[Données brutes]
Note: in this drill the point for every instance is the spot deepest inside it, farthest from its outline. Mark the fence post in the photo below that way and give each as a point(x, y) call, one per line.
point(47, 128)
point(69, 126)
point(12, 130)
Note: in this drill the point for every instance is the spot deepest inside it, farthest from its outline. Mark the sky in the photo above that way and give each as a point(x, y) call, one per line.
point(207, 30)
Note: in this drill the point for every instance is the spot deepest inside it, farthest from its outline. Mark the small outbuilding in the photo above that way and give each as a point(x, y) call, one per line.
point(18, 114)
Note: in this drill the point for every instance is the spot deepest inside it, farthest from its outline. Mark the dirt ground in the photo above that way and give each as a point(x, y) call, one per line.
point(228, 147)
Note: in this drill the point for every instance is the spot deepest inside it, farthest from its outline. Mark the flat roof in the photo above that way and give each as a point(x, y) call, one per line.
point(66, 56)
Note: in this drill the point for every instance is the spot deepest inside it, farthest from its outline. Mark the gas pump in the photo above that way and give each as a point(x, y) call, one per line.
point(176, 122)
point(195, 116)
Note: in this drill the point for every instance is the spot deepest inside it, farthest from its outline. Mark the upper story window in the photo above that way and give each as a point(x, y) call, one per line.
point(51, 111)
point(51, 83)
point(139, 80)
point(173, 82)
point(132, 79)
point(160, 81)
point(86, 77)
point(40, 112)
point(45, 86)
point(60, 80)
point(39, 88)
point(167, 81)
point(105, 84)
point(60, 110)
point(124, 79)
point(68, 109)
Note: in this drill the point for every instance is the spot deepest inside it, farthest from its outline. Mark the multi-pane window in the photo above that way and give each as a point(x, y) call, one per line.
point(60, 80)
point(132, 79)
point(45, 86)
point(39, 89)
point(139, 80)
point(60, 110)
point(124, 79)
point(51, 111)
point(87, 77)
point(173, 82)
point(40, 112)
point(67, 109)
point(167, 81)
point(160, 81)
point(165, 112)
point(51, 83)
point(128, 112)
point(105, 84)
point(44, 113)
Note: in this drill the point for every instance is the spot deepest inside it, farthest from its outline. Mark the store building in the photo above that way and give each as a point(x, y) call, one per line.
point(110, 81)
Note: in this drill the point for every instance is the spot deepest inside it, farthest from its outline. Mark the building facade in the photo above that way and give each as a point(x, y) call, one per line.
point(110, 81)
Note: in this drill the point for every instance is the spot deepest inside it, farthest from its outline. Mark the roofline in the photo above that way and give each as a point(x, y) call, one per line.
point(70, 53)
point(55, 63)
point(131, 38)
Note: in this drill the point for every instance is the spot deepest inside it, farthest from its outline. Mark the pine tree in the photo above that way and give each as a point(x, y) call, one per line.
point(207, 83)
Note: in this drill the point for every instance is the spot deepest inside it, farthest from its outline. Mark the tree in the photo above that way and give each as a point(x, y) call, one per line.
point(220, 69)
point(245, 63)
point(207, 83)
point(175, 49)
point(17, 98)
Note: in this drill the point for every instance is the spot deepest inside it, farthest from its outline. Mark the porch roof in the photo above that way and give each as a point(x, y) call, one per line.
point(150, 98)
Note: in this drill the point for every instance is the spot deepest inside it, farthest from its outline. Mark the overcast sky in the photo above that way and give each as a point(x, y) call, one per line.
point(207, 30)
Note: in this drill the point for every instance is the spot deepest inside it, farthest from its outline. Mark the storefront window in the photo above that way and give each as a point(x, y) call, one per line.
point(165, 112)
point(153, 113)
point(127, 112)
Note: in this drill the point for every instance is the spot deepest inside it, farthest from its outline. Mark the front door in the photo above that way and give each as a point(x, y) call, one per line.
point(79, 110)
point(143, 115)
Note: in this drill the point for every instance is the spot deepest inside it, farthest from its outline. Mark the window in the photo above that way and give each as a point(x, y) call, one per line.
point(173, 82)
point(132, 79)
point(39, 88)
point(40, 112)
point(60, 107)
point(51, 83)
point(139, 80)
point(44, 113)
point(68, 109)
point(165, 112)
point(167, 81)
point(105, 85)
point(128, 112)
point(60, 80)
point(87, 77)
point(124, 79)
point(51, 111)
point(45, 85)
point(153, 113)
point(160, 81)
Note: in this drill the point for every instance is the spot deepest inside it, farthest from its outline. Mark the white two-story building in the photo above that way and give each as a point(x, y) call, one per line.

[Consigne] Transformez en liste JSON de chaînes tout ce qui va de la ligne contenant "Mark the sky" jusqu'à la ligne contenant "point(18, 114)", ces deux lignes comprises. Mettez une chaîne par ligne et omettez les lignes vides.

[Réponse correcte]
[
  "Note: in this drill the point for every instance is the spot deepest inside it, farthest from its outline. Mark the sky in the photo above that way and give each as a point(x, y) call, one per line.",
  "point(207, 30)",
  "Note: in this drill the point for every instance is the spot deepest inside it, farthest from its outline. Mark the small outbuilding in the photo above that way and give each as a point(x, y) call, one per line.",
  "point(18, 114)"
]